**EXTRACTED INFORMATION**
######

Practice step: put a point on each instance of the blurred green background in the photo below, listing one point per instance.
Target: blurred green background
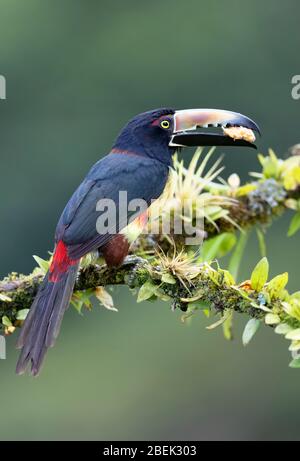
(76, 72)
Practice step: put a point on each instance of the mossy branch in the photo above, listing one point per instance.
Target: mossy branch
(180, 275)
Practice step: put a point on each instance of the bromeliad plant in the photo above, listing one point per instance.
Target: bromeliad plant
(161, 266)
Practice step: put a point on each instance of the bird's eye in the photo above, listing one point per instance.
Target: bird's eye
(165, 124)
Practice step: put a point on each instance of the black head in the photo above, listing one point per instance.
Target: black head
(149, 134)
(159, 132)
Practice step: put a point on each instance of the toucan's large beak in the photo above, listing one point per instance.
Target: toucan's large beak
(189, 128)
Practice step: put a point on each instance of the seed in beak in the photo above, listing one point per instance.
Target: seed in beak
(239, 132)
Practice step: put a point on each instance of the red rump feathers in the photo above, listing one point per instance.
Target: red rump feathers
(60, 262)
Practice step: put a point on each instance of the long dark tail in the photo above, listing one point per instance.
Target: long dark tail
(43, 321)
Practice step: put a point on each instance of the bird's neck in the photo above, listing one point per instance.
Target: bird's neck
(158, 151)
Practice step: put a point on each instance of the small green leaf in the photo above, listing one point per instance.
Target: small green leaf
(5, 298)
(168, 278)
(295, 225)
(228, 327)
(146, 291)
(218, 246)
(283, 329)
(22, 314)
(277, 284)
(236, 258)
(105, 298)
(223, 319)
(272, 319)
(43, 264)
(6, 321)
(227, 277)
(250, 329)
(295, 363)
(260, 275)
(293, 335)
(295, 346)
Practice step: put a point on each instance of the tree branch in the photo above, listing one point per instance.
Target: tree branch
(175, 273)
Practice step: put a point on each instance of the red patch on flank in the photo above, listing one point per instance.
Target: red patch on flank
(142, 220)
(60, 262)
(115, 250)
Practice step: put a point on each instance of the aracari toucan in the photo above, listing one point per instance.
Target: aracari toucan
(139, 164)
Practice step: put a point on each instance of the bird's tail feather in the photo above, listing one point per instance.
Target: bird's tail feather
(43, 321)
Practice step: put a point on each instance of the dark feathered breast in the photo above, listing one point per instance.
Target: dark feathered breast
(115, 250)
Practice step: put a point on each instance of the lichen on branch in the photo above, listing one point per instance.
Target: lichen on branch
(189, 278)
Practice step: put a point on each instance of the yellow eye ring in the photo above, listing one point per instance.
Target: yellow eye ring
(165, 124)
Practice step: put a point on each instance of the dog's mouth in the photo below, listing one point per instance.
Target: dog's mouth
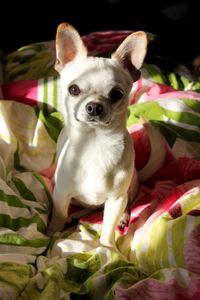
(94, 121)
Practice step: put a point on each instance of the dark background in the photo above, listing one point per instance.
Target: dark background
(176, 23)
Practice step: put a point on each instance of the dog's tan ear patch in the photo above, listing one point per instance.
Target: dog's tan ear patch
(131, 52)
(69, 45)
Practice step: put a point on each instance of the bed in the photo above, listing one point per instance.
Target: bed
(159, 250)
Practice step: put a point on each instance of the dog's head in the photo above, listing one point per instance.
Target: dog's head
(96, 89)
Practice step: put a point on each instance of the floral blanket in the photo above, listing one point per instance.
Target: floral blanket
(160, 249)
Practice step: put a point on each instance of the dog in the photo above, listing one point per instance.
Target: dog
(95, 151)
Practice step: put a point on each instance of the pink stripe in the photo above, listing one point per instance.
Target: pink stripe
(24, 91)
(174, 94)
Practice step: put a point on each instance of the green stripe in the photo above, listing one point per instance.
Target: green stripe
(55, 92)
(17, 164)
(18, 240)
(193, 104)
(15, 275)
(23, 190)
(15, 224)
(11, 200)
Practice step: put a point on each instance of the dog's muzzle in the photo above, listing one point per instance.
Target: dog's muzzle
(94, 109)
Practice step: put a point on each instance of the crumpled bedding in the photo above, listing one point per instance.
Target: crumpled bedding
(159, 253)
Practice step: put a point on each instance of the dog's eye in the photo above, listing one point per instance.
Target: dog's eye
(116, 94)
(74, 90)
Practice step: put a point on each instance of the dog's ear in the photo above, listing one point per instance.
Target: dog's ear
(69, 45)
(131, 53)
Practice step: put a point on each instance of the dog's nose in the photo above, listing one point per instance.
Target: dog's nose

######

**PROBLEM**
Print every entry verbatim and leave all pictures out.

**TASK RESPONSE**
Practice step: put a point on each instance of the blurred green background in the photo below, listing one point per instance.
Target: blurred green background
(76, 72)
Practice step: put a point on each instance of the mossy branch in the photo above, listing one point per instance.
Target: mossy branch
(180, 275)
Practice step: put a point on each instance of the bromeliad plant in the photo above, listing one point per instance.
Target: bromeliad plant
(161, 266)
Practice step: put a point on each instance of the bird's eye in the photo above, listing one point per instance.
Target: bird's eye
(165, 124)
Practice step: put a point on each instance of the black head in the photo above, listing one point per instance.
Target: black head
(149, 134)
(159, 132)
Practice step: put a point on each instance of the toucan's large beak in the photo above, listing one point per instance.
Target: toucan's large beak
(189, 128)
Practice step: put a point on each instance of the seed in beak in the photo above, listing one point per instance.
Target: seed in beak
(239, 132)
Practice step: put a point on each instance of the red rump feathers in the photo above, listing one point per instance.
Target: red rump feathers
(60, 262)
Practice step: put a point on each instance of the long dark tail in the photo above, listing one point per instance.
Target: long dark tail
(43, 321)
Practice step: put a point on each instance of the bird's neck in the photo above, listing one point per instance.
Target: bird's neck
(158, 151)
Practice step: put a point on each instance of the small green leaf in the photo above, listing one point per instance.
Target: small green leaf
(5, 298)
(168, 278)
(295, 225)
(228, 327)
(146, 291)
(218, 246)
(283, 329)
(22, 314)
(277, 284)
(236, 258)
(105, 298)
(223, 319)
(272, 319)
(43, 264)
(6, 321)
(227, 277)
(250, 329)
(295, 363)
(260, 275)
(293, 335)
(295, 346)
Practice step: put a point on each instance of the tree branch in the photo above, listing one point per instance.
Target: tree branch
(175, 273)
Practice step: put a point on each instance of the red patch on flank in the photo above, listing one point per instance.
Target: red patch on flank
(142, 220)
(60, 262)
(115, 250)
Practice step: put a point on each instance of the aracari toucan in the photo above, listing one point per instance.
Target: aracari toucan
(139, 164)
Practice step: put a point on each instance of the bird's tail feather in the photo above, listing one point per instance.
Target: bird's tail feather
(43, 321)
Practice step: put a point on each instance of the dark feathered breast in the photo above, listing one point per instance.
Target: dark feathered breast
(115, 250)
Practice step: put a point on each instance of the lichen on branch in the photo above, listing one point per instance.
Target: lichen on branch
(189, 278)
Practice step: put a point on each instance of the yellow eye ring in the photo above, listing one point per instance.
Target: yellow eye ring
(165, 124)
Practice step: put a point on each instance of the dog's mouth in the photo below, listing one point per instance.
Target: dog's mouth
(94, 121)
Practice step: put a point on each instance of the dark background in the photo above, listing one point per instance.
Target: dark background
(176, 23)
Practice step: put a point on each instance of the dog's tan ear patch in the photo above, listing one point per instance.
Target: dog's tan ear patch
(131, 52)
(69, 45)
Practice step: put a point on each instance of the bed in the photo above, listing one point per instance.
Target: bed
(159, 250)
Practice step: put a point on each instance of the dog's head in the photo above, listing one point per instance.
Target: dog's head
(96, 89)
Practice step: put a point on each instance of the floral blanket in the photo above, listing one point per instance.
Target: floral blanket
(160, 249)
Practice step: put a point on each instance of the dog in the photo above, listing one point per instance.
Target: dog
(95, 151)
Practice step: put a point on each instance of the pink stripe in the photo above, listing one point per instance.
Target: pink stripe
(24, 91)
(174, 94)
Practice step: put a point on each instance of the green stripe in the photo above, listing one point per instance.
Target: green stripe
(55, 92)
(17, 164)
(18, 240)
(193, 104)
(15, 275)
(23, 190)
(15, 224)
(11, 200)
Practice step: put a point on each instance of the dog's muzzle in the photo above, listing one point per instance.
Target: dog's muzzle
(94, 109)
Practice step: put a point on each instance of the crumpled bedding in the photo above, listing one point per instance.
Target: crumpled bedding
(159, 253)
Practice step: put a point on each instance of the dog's eye in the photo above, listing one point per instance.
Target: dog's eye
(116, 94)
(74, 90)
Practice step: put a point on each instance of the dog's ear in the photo above, listing one point per instance.
Target: dog's ear
(69, 45)
(131, 53)
Practice step: put a point on each instance of the dog's nose in the photo above, listing one point per instance.
Target: dog's nose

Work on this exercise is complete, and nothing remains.